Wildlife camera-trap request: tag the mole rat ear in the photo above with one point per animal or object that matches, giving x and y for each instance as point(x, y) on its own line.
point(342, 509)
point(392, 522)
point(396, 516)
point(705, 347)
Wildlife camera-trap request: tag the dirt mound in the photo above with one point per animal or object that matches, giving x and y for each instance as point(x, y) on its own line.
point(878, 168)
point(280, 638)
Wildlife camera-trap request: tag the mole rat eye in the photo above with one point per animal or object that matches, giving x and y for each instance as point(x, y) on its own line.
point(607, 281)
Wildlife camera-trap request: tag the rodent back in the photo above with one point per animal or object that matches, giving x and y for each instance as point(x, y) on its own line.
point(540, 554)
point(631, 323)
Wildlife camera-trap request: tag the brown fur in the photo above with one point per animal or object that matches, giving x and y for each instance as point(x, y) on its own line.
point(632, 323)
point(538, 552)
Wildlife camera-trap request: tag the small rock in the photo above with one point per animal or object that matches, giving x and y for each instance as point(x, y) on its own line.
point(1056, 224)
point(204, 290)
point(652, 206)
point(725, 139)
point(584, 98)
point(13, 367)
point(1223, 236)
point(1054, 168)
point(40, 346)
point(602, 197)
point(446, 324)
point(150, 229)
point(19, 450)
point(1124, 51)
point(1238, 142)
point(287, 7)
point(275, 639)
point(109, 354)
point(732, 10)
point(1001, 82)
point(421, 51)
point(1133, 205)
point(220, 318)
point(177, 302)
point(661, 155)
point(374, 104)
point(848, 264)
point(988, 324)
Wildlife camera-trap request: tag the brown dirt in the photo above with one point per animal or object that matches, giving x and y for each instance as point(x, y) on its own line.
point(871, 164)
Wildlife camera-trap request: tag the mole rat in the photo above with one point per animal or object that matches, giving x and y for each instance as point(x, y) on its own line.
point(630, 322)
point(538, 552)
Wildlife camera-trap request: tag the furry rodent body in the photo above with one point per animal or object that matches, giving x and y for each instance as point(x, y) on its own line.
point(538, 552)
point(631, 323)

******

■ **TO DO**
Reproduce the entries so that each line reads exactly as it did before.

■ **WRITTEN ANSWER**
Wildlife camera-trap request: tag the mole rat ear in the photo above with one point per animal or object that matches, giving x and y for each instance as point(x, y) on its own line.
point(342, 509)
point(392, 522)
point(396, 516)
point(705, 347)
Wildlife camera-trap request: tag the dirt mound in the photo above with one point per animal or object that matches, giving x and y for each instance as point(x, y) on its own line.
point(878, 168)
point(280, 638)
Wildlife camera-trap request: tag the mole rat eye in the photo above with one point per animal or object that matches, giving x and y for each instance as point(x, y) on its own line.
point(607, 281)
Wildlife camera-trap request: tag the rodent back in the photo above with one point per animal or object that matches, giving x and y for each instance as point(x, y) on its own line.
point(540, 554)
point(631, 323)
Wildlife camera-trap request: tag the brown fur in the photo above with one point per animal or object that matches, giving x and y for each instance as point(x, y) on its own line.
point(632, 323)
point(538, 552)
Wildlife camera-trap request: tag the small rock in the photo above with one point per animal or object that matches, giving x and y for each instance as point(x, y) on its own line.
point(1056, 224)
point(204, 290)
point(652, 206)
point(725, 139)
point(584, 98)
point(13, 367)
point(1223, 236)
point(1054, 168)
point(40, 346)
point(602, 197)
point(446, 324)
point(150, 229)
point(19, 450)
point(1124, 51)
point(1238, 142)
point(287, 7)
point(275, 639)
point(109, 354)
point(732, 10)
point(1001, 82)
point(421, 51)
point(1133, 205)
point(220, 318)
point(177, 302)
point(661, 155)
point(374, 104)
point(848, 264)
point(988, 324)
Wildlife camera-trap request: tag the brown dirt in the photo above with one point per animal or object that matches, giving x and y for each instance as point(x, y) on its own line.
point(871, 164)
Wildlife camera-trap request: tag the mole rat in the photo above with one point per animal or object that matches, giving x and y for each instance as point(x, y) on its own line.
point(630, 322)
point(538, 552)
Wildlife camera-trap request: tag the furry rodent body in the photo above with one point per animal or object that matches, giving x and y for each instance as point(x, y) on its own line.
point(538, 552)
point(631, 323)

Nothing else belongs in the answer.